**EXERCISE TASK**. Can you copy every one of the records below word for word?

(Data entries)
· · · · ·

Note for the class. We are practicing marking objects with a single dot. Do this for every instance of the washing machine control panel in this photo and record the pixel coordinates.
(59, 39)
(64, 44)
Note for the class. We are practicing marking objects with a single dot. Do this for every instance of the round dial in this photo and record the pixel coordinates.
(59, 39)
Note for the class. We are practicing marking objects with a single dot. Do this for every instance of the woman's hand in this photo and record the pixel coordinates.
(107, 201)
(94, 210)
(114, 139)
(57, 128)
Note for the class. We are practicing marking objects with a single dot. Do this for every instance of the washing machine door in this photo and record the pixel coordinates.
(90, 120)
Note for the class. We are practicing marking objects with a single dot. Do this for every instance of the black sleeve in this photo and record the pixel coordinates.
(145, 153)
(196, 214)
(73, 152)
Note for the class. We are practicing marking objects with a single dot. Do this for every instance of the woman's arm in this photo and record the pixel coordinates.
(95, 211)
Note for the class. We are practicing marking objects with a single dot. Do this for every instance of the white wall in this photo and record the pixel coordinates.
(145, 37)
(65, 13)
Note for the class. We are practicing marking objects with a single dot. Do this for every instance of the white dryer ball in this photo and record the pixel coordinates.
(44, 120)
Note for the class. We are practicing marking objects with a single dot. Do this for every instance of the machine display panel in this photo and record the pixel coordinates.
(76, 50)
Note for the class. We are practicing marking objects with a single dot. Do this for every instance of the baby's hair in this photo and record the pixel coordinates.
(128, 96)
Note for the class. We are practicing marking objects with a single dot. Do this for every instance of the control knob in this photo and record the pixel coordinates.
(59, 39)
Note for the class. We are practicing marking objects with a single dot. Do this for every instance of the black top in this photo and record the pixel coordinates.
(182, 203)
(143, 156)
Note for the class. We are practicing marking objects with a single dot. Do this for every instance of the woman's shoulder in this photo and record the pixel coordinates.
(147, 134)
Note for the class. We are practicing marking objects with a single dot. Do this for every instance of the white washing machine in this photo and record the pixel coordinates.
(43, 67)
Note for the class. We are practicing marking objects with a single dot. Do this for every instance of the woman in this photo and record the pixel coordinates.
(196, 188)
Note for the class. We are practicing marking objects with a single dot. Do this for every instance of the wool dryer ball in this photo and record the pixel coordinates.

· · · · ·

**ANSWER**.
Note for the class. We are practicing marking objects with a single dot. Do this for every instance of the washing machine control panel in this photo and record the pixel coordinates.
(59, 39)
(64, 44)
Note for the class. We are practicing marking objects with a single dot. Do this for every instance of the round dial in this photo and record the pixel coordinates.
(59, 39)
Note for the class. We are practicing marking objects with a single dot. Do this for every instance of the woman's hand in this photo and record the pixel coordinates.
(107, 201)
(94, 210)
(114, 139)
(57, 128)
Note for the class. We are practicing marking objects with a single dot. Do this for every instance of the washing machine door in this photo and record the pixel coordinates.
(90, 120)
Note for the class. We are practicing marking objects with a single dot. Do this for every instance of the black sleeve in this photo and record the pixel coordinates.
(145, 153)
(196, 214)
(73, 152)
Note for the class. We are practicing marking objects with a single dot. Do this for every instance of the woman's arm in this photo and record the pixel coordinates.
(95, 211)
Note for the class. We are practicing marking objects with a single dot. Do this for every instance of the white wall in this photo and record the pixel coordinates.
(145, 37)
(65, 13)
Note for the class. We are practicing marking objects with a single dot. Do this for every instance of the white dryer ball in this photo and record the pixel coordinates.
(44, 120)
Note for the class. We are practicing marking objects with a single dot. Do this for every instance of the machine display panel in this photo and record the pixel coordinates.
(76, 50)
Note for the class. We are practicing marking objects with a single dot. Do this for every instance of the baby's hair in this photo and record the pixel coordinates.
(128, 96)
Note for the class. We are practicing marking objects with a single dot. Do this for every instance of the control knob in this photo and record the pixel coordinates.
(59, 39)
Note for the class. We are practicing marking objects with a single dot. Do this for every instance of the black top in this photo and record the pixel coordinates.
(182, 203)
(143, 156)
Note for the class. We are practicing marking objects with a single dot. Do this for every instance of the woman's shoulder in this photo and record the pixel coordinates.
(147, 134)
Note for the class. We are practicing marking objects with a single dot. Do this for every instance of the white washing machine in this photo and record the pixel coordinates.
(43, 67)
Note for the class. We are practicing marking objects with a single dot. Do this for every instance of the woman in this photo and record the pixel coordinates.
(196, 188)
Note for the class. We are practicing marking objects with a single dot. Do this for every instance of the wool dryer ball in this photo and record the pixel coordinates.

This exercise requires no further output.